### [Metin]
30 Bin Kişinin Ölümüyle Sonuçlanan Dünya Tarihinin İlk Holiganizm Vakası: Nika Ayaklanması

Konstantinopolis'in, yani şimdiki adıyla İstanbul'un gördüğü en büyük ayaklanma olan Nika'yı ''kase'' anlatıyor.
30 Bin Kişinin Ölümüyle Sonuçlanan Dünya Tarihinin İlk Holiganizm Vakası: Nika Ayaklanması

532 yılında, imparator jüstinyen döneminde patlak vermiş, şehrin neredeyse yarısının yakılıp yıkılması ve tarihçi prokopios'un yazdığına göre 30.000 kişinin ölmesiyle sonuçlanmıştır.

o devirde halkın en büyük eğlencesi, bugünkü sultanahmet meydanı'nın bulunduğu yerdeki hipodrom'da yapılan atlı savaş arabası yarışmalarıydı. bu müsabakalarda en büyük takımlar ise maviler ve yeşillerdi. yani şimdiki futbol derbilerinin yerinde 1500 yıl önce maviler ve yeşillerin at arabası müsabakaları vardı ve bu müsabaklar zaman zaman futboldan çok daha beter holiganlık ortamına sahne olabiliyordu. hipodromda taraftarlar destekledikleri takımın renginde giyinip geliyordu, imparator justinianus'un tuttuğu takım ise mavilerdi.

o devirde halkın deşarj olabildiği tek mecra bu müsabakalar olduğundan, müsabakalara din ve siyaset dahil her şey karıştırılıyordu (bir yerlerden tanıdık geldi mi? tarih, tekerrür falan...) hipodrom sokak çetelerinden siyasi hiziplere, din odaklarından toplumsal sorunlara kadar her şeyin odak noktası haline gelmiş, millet devre aralarında imparatora politik taleplerini bağırarak tezahürat halinde duyurmayı adet haline getirmişti (ulan 1500 yıldır bir sikim değişmemiş, yanarım yanarım ona yanarım... istanbul'u alınca yanında holigan kültürü de bonus olarak gelmiş, dikkatinizi çekiyorum sene 531, daha islamiyet bile yok ortada)

(Veri listesi)
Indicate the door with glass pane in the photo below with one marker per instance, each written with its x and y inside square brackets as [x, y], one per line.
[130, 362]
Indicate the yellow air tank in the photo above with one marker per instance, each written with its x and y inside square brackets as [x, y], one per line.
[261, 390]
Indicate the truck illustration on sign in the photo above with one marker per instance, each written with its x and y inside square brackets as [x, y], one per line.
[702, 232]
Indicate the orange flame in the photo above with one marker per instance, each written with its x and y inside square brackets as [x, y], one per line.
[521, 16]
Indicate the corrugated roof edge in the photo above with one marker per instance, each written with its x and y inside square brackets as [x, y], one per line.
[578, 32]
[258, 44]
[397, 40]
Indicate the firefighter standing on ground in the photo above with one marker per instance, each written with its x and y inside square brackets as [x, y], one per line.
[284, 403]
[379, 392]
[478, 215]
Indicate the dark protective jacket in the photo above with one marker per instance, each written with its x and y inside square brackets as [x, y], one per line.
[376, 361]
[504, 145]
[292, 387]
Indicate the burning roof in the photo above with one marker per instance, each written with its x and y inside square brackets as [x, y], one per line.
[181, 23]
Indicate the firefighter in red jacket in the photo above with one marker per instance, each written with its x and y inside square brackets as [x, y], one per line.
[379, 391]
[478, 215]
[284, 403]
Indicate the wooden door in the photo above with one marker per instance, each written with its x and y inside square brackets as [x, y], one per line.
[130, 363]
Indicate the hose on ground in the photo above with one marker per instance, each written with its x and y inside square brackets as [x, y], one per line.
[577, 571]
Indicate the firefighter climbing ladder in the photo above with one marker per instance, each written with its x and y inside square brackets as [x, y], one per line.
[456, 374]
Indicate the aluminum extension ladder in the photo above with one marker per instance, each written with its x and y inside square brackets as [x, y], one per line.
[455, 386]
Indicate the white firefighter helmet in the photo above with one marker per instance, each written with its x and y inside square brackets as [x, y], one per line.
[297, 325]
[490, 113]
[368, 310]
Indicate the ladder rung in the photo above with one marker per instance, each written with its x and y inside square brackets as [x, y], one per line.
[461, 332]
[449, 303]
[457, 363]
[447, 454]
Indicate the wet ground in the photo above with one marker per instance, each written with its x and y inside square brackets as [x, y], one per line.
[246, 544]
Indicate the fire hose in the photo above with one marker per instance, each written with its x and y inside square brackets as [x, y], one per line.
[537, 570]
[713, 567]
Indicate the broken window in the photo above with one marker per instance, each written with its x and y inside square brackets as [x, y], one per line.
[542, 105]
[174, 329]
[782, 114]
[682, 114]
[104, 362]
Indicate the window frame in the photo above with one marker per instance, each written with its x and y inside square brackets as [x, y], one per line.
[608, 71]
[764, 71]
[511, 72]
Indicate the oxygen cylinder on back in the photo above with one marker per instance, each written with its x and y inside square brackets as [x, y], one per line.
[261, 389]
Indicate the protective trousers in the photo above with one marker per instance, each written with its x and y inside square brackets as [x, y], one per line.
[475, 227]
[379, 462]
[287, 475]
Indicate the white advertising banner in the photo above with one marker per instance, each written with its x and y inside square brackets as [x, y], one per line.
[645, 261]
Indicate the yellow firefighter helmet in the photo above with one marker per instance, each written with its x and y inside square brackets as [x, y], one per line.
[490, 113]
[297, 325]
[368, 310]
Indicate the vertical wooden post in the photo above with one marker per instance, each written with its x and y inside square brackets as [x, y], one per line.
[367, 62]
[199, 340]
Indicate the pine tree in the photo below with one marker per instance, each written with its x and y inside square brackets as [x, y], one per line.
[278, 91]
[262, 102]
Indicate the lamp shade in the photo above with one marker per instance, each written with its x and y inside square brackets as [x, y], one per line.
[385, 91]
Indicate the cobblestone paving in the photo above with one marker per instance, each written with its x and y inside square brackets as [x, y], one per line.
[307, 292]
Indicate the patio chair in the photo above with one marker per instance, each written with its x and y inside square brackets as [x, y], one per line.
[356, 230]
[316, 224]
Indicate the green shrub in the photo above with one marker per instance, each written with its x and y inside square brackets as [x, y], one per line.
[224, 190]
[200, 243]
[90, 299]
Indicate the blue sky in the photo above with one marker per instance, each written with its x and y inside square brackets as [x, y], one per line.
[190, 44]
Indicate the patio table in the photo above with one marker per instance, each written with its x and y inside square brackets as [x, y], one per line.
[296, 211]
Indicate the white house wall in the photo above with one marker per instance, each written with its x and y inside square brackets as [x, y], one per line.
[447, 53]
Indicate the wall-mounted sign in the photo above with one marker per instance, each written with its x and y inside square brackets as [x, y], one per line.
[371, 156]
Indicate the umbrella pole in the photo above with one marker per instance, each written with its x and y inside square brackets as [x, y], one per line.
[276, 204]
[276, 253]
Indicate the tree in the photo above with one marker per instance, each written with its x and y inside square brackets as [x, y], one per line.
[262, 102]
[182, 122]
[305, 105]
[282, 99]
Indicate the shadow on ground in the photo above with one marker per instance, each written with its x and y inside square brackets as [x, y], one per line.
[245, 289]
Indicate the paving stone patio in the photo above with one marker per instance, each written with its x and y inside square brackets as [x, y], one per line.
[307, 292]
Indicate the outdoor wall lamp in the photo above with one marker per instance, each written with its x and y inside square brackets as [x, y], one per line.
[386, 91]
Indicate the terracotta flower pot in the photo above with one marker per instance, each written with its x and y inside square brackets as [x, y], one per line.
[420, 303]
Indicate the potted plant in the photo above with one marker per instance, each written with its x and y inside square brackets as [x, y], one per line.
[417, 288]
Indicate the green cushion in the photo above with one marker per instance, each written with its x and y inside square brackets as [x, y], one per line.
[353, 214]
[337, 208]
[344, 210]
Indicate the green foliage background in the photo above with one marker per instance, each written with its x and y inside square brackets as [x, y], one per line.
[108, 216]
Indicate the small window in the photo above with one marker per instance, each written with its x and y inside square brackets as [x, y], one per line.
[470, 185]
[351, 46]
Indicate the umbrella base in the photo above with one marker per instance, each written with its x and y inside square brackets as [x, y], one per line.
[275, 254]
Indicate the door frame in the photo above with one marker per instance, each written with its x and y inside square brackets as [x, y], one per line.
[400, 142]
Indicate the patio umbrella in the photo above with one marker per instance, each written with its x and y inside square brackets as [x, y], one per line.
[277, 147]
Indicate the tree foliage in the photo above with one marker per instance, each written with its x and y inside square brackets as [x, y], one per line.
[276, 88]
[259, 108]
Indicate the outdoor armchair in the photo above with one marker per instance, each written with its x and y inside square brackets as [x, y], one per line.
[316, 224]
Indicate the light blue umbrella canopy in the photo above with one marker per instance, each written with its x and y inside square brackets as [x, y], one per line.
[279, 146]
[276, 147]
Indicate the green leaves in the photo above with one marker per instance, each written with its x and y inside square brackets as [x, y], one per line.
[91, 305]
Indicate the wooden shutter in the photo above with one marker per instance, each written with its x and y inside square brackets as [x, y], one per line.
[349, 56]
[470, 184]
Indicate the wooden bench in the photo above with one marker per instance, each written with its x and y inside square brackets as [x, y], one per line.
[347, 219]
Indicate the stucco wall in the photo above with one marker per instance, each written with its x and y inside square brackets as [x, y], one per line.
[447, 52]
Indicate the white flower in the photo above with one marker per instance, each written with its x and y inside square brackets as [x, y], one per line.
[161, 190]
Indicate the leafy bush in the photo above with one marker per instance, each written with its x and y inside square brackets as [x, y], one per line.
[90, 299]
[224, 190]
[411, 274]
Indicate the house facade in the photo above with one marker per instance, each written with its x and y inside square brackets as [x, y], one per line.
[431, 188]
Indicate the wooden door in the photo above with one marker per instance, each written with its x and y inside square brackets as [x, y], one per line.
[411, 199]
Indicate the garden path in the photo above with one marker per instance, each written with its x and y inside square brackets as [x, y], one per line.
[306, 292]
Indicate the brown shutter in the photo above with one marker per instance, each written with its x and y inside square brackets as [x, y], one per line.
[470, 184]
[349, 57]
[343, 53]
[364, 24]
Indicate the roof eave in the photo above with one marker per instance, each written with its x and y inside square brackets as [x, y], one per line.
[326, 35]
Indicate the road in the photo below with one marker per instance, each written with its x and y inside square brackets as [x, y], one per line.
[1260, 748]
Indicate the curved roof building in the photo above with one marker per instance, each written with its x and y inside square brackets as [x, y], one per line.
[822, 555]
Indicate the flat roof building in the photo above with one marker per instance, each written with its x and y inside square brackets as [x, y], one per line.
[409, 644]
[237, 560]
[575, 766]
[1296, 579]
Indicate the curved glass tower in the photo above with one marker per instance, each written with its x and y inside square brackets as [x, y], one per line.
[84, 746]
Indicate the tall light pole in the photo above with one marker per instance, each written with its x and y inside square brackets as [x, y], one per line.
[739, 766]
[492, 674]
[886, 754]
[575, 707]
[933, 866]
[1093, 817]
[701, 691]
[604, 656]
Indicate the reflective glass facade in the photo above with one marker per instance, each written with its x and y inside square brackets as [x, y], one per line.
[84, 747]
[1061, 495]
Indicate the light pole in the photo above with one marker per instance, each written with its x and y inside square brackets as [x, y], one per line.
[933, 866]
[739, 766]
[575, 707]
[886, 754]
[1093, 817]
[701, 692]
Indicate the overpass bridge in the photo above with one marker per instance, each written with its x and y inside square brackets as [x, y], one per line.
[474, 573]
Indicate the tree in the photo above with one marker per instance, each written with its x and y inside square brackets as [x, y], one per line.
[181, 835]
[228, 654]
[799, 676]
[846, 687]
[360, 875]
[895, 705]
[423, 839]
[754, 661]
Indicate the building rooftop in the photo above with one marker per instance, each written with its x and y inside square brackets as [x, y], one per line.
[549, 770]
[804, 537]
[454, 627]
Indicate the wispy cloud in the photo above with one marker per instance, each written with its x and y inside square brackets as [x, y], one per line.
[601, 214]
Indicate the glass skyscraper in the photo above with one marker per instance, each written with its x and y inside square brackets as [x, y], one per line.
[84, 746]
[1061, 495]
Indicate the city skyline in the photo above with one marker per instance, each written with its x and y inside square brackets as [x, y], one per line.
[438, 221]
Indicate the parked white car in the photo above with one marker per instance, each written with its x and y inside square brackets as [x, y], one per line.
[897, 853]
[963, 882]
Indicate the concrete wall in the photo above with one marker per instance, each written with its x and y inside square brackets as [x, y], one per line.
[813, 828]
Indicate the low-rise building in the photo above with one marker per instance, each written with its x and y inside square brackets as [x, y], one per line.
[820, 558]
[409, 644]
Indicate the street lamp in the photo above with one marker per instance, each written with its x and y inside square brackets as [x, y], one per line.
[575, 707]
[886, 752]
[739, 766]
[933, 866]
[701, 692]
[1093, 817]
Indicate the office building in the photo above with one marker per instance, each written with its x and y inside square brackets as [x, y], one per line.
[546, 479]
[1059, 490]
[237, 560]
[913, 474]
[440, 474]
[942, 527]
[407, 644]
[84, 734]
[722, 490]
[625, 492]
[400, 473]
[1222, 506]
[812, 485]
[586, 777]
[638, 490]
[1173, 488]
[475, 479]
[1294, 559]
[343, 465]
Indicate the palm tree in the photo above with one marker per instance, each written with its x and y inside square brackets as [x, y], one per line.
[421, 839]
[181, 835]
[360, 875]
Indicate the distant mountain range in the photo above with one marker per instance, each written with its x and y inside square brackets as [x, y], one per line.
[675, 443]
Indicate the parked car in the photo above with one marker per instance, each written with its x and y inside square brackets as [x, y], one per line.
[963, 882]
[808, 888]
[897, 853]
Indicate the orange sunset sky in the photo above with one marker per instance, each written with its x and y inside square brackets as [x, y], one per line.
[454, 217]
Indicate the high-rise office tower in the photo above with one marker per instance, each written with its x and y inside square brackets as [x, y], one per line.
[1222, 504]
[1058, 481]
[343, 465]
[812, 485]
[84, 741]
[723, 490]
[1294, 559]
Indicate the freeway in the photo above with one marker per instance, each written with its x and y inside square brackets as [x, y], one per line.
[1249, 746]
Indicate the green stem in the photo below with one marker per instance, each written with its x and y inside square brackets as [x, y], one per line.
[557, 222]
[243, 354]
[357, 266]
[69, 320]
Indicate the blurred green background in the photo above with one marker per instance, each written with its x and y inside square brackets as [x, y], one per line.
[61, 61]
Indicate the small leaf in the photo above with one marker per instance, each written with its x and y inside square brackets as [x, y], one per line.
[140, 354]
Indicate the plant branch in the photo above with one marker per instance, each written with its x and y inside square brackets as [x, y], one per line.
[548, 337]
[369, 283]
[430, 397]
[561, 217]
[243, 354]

### [Yapılacak İş]
Lütfen Nika Ayaklanması üzerine olan metni kaldığı yerden sürdürün. Kayıtlara ihtiyaç yoktur.

### [Görevin Cevabı]
imparatorluk muhafızlarının, en büyük gruplara destek sağlayan nüfuzlu aristokratların desteğini almadan asayişi sağlaması ve bu patlamaya her an hazır saatli bomba durumundaki güruhu kontrol altında tutabilmesi pek mümkün değildi. justinianus kendi gücünü senatodan bağımsız hale getirmeye çalıştığından senatörler onu devirmek için fırsat kollamaktaydı. olayın backgroundunu anlattıktan sonra gelelim zurnanın zırt dediği yere:

Hipodrom

531 yılında müsabakalar sonrasında çıkan ve ölümlerle sonuçlanan bir takım olayların ardından mavi ve yeşil takımların bazı ileri gelenleri cinayet suçlamasıyla tutuklanıp zindana atılır. o devirde bu tür vahşet olayları, tıpkı günümüzde futbol maçları sonrası çıkan holigan savaşları gibi gayet sıradandır. bu sanıklardan bir çoğu idam edilir, ancak bir mavi, bir de yeşil olmak üzere iki tanesi kaçıp öfkeli bir kalabalık tarafından etrafı sarılan bir kiliseye sığınmayı başarır. imparator justinianus o sırada perslerle barış anlaşması yapmakla uğraşmaktadır ve ağır vergiler yüzünden halk desteği epey azalmıştır, bunların üstüne şehirde bu krizin çıkması imparatoru fena halde endişelendirir. justinianus, 13 ocak 532'de yeni bir yarış derbisi yapılacağını ve idam cezalarının hapse çevrildiğini ilan eder ancak öfkeli kalabalık sanıkların derhal affedilmesini talep etmektedir.

13 ocak'ta, hipodromda son derece sinirli ve gergin bir kalabalık toplanmıştır. hipodrom sarayın hemen yanı başındadır ve imparator müsabakayı hipodroma bakan özel saray locasından izleyecektir. (ortamı gözünüzde daha kolay canlandırabilmeniz için için o devrin belli başlı binalarını, sarayı ve hipodromu gösteren kroki:

müsabakalar kalabalığın imparator justinianus'a savurduğu bol küfürlü tezahüratlarla açılır. günün sonuna gelindiğinde taraftarlar artık 'mavi' ve 'yeşil' yerine justinianus'a hitaben 'nika!' yani 'zafer!' diye bağırmaktadır. hipodromdan taşan öfkeli güruh saraya saldırmaya başlar. izleyen günlerde saray kuşatma altında kalır, ayasofya da dahil olmak üzere şehrin bir çok yeri yakılıp yıkılır.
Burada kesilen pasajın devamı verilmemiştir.